## Instructions for the task
Could you reproduce the entries between the lines holding "Definition first: for each instance of the radiator, the" and "[[155, 92]]", inclusive, changing each "Query" to "Target" and leaving everything else as it is?

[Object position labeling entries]
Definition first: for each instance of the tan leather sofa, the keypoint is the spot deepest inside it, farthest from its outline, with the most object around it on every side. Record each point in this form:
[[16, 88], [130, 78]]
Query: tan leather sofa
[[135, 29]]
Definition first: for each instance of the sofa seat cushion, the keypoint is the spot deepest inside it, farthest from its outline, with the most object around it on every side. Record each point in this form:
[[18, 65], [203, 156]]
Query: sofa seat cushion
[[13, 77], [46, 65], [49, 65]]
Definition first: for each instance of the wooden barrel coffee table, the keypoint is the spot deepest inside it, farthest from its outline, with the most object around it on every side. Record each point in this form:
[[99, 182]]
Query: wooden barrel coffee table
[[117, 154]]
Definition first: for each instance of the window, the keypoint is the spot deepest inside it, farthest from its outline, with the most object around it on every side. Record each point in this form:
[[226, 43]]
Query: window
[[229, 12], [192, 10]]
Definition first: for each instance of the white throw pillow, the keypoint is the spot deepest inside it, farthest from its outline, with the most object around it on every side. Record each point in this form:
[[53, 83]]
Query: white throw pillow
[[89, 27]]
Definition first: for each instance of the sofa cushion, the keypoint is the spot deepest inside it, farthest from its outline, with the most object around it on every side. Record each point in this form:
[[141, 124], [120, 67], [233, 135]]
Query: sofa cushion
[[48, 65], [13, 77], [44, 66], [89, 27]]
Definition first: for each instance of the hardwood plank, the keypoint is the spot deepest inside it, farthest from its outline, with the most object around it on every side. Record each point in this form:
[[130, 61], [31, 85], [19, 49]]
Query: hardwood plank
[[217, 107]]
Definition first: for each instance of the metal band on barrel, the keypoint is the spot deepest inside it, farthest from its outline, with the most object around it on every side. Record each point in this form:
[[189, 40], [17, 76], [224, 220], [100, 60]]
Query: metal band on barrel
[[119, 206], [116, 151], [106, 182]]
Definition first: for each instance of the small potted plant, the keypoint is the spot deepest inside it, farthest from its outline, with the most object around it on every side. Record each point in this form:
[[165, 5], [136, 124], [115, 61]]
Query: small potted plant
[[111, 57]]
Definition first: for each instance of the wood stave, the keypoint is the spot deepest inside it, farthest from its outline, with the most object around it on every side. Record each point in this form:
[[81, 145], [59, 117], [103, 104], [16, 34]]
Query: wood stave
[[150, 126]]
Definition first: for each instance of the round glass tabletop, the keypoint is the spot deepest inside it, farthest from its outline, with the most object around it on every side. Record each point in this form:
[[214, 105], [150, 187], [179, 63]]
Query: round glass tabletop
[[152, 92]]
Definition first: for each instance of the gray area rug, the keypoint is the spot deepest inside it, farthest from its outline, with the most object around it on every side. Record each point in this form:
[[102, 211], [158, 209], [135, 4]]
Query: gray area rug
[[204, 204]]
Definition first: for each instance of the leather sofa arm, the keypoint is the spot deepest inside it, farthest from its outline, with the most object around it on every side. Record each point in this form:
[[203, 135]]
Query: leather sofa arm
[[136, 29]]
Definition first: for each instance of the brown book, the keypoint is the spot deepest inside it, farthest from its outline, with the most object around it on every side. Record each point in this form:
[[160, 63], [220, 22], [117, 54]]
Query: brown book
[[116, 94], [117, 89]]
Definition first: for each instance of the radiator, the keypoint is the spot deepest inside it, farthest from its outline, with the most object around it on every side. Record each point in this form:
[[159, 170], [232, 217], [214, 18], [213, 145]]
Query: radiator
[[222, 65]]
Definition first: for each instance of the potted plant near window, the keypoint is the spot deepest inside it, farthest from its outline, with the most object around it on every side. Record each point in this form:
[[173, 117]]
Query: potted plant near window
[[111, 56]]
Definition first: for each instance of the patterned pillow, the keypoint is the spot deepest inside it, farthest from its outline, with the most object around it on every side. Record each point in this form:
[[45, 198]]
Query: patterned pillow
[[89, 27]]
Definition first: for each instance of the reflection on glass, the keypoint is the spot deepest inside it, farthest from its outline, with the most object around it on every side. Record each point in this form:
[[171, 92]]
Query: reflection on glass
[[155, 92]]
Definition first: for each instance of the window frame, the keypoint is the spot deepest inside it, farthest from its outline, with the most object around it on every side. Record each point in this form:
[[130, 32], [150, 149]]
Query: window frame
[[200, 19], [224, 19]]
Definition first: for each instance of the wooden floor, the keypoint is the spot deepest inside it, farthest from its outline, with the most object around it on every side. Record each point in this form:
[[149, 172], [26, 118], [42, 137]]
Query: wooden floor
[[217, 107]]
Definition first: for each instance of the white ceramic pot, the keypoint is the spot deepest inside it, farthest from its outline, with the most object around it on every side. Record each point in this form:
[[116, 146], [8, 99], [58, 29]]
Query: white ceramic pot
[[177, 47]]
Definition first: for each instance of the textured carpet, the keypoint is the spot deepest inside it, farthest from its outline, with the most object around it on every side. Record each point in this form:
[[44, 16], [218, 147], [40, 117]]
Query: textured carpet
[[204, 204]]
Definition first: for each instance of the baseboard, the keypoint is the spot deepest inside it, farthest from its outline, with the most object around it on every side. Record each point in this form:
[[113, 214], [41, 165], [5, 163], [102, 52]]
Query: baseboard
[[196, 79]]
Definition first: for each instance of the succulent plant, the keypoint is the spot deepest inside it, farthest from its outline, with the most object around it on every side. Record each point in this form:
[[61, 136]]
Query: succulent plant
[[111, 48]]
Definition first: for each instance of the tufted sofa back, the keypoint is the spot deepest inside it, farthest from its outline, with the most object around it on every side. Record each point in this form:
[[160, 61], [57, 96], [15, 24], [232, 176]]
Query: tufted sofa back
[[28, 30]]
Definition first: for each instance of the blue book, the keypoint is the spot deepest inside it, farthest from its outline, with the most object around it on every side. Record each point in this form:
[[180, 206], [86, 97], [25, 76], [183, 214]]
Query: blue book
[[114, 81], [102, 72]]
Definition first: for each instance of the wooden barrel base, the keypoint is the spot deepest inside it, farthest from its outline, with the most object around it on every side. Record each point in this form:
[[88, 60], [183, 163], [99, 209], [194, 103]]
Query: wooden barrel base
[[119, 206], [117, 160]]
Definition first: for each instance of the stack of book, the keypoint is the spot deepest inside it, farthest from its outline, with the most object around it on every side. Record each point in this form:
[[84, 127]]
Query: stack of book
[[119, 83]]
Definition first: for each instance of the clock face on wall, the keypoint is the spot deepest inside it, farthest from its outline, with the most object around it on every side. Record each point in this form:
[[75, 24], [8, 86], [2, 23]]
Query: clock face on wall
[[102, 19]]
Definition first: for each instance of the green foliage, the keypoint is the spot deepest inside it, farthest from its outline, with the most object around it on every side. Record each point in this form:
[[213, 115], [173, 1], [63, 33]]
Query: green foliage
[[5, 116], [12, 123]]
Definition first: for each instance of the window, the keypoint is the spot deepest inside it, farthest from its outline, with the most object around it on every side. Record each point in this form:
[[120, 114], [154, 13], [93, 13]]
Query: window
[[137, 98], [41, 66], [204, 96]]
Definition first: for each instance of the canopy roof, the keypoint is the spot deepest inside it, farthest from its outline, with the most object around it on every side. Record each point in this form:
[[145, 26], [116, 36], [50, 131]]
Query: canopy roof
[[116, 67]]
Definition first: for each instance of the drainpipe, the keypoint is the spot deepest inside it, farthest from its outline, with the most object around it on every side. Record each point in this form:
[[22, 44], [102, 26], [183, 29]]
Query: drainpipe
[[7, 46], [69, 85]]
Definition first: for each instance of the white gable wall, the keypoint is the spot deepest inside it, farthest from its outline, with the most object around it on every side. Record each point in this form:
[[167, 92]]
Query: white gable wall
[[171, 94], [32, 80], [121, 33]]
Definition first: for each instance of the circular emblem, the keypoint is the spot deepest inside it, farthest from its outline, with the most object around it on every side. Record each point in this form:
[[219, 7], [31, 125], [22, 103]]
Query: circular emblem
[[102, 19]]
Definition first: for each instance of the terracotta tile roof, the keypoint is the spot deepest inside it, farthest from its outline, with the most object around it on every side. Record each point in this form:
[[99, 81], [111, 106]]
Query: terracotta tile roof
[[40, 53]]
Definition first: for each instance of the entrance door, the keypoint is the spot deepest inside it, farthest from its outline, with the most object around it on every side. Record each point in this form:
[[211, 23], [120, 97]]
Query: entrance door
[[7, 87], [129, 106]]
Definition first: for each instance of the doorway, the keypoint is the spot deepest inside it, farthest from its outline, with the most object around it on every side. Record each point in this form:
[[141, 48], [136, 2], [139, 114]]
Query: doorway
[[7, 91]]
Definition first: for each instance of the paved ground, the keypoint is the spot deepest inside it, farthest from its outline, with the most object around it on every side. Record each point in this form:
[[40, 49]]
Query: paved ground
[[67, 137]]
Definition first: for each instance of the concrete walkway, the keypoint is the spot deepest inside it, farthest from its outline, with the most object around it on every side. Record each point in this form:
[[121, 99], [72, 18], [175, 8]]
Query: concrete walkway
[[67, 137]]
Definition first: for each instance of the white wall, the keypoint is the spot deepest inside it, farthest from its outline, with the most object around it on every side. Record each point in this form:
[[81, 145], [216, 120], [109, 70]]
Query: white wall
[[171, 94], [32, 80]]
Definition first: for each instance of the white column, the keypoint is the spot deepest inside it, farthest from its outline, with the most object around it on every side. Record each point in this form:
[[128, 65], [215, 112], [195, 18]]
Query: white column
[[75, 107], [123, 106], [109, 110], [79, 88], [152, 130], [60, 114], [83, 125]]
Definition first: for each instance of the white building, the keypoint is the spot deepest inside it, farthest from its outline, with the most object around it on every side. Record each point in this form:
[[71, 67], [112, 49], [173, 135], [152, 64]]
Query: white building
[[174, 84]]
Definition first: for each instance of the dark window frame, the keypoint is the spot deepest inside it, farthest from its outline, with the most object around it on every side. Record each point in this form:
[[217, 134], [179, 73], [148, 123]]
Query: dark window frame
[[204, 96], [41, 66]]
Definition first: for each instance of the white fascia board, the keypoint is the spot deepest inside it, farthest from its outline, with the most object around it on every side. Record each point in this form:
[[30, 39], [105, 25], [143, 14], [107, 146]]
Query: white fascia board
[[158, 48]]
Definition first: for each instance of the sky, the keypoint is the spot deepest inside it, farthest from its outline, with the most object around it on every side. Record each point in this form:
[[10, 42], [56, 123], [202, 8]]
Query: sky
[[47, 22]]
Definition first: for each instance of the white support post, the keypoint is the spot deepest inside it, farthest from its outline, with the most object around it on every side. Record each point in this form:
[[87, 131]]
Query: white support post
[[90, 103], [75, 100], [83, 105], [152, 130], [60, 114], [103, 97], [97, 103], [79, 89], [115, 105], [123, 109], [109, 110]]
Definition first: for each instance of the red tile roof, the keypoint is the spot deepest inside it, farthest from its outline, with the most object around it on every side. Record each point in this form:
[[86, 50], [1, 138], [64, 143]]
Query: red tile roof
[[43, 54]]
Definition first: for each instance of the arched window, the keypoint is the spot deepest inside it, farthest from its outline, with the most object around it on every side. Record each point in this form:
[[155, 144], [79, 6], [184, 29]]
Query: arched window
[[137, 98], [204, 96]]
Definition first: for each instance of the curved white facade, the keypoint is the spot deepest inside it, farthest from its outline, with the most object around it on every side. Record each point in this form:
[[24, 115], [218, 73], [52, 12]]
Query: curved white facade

## Output for this task
Definition first: for each instance of the radiator, the keypoint is the spot deepest inside it, farthest from its outline, with the most object around it on every side. Record each point in this form:
[[159, 170], [232, 217], [214, 18], [213, 145]]
Target: radiator
[[222, 65]]
Definition first: for each instance of the potted plant near window, the keypoint is the spot deepest inside it, farthest from its outline, with the most object around it on every side. Record each point in this form:
[[173, 117]]
Target: potted plant near window
[[111, 56]]
Definition first: for each instance of the patterned pillow, the keypoint is the spot deepest inside it, farthest from its outline, with the most object around it on every side. Record each point in this form:
[[45, 198]]
Target: patterned pillow
[[89, 27]]
Definition first: for each instance of the reflection on glass, the keypoint is the spot deepest inside it, farthest from its outline, with the most object around it on every side. Record each point in this form:
[[171, 92]]
Target: reflection on glass
[[155, 92]]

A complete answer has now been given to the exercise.